▶ _EXCERPTED PASSAGE_:
•••••
Hoarding blamed on QVC

stratobuddy

VIP Shopper
There is a new TV programme on tonight about hoarding.

One of the participants has every room filled with about 5 foot deep of stuff, which she has to crawl over and sleep on top of.

She said it all started when the TV shopping channel started. She didn't specifically mention QVC, but a lot of the boxes looked familiar like QVC use.

She was ordering things EVERY day, including lots of stuff she said she knew she would never use.

The cleaners were finding loads of unopened and unused items, such as brand-new shoes which mice were nesting in.
 

stratobuddy

VIP Shopper
Just finished watching, but unlike most hoarders, who don't want to let anything go, in this case, it seems that everything was just thrown away into a number of skips.

And the hoarder died this year aged 65.

I will have to watch the series as I believe that someone I know vaguely is going to be featured, he is well known around Plymouth as the local rag keeps featuring him.

And I have also known 2 other hoarders quite well.
 

AndiK

VIP Shopper
There is a new TV programme on tonight about hoarding.
•••••
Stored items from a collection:
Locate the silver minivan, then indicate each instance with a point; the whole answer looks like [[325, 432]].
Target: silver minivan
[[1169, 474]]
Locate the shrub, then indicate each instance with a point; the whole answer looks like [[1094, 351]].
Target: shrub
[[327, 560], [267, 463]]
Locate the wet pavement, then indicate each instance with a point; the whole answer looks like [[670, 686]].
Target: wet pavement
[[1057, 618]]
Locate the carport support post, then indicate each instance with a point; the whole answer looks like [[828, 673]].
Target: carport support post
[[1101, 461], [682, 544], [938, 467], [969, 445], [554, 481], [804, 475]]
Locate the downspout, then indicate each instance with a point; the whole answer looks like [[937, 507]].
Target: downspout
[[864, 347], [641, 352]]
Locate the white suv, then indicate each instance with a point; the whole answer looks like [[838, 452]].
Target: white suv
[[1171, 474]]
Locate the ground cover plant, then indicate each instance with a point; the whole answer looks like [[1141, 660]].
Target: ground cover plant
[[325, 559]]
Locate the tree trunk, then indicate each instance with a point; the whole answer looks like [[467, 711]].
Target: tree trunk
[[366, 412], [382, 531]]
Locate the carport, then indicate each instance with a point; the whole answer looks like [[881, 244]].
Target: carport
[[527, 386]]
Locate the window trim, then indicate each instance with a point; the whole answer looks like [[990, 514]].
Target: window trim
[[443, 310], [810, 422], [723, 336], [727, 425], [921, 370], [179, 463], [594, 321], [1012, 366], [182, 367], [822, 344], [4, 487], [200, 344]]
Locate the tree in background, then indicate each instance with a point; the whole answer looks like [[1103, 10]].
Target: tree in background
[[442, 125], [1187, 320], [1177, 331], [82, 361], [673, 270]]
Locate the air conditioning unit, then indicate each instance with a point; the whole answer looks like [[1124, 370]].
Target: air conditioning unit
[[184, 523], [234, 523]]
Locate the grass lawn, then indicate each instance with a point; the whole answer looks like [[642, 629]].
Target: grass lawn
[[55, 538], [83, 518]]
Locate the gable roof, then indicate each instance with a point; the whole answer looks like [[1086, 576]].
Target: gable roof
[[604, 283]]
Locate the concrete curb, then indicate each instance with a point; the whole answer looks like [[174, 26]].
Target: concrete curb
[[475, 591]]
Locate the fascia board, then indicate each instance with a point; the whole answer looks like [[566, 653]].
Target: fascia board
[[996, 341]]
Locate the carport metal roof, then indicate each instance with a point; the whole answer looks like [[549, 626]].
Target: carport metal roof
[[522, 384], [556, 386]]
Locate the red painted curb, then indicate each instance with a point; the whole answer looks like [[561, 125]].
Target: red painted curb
•••••
▶ _TASK REQUIREMENTS_:
**a)** Answer these questions about the forum thread on hoarding:
(i) About how deep was the stuff filling every room of the participant's home?
(ii) What were mice nesting in?
(iii) At what age did the hoarder die?
**b)** List every number that appears in the forum thread on hoarding, and say what each one refers to.

▶ _RESULTS BY TASK_:
**a)**
(i) About 5 foot deep.
(ii) Brand-new shoes.
(iii) 65.

**b)**
5: the depth in feet of the stuff filling every room.
65: the age at which the hoarder died.
2: the other hoarders the poster has known quite well.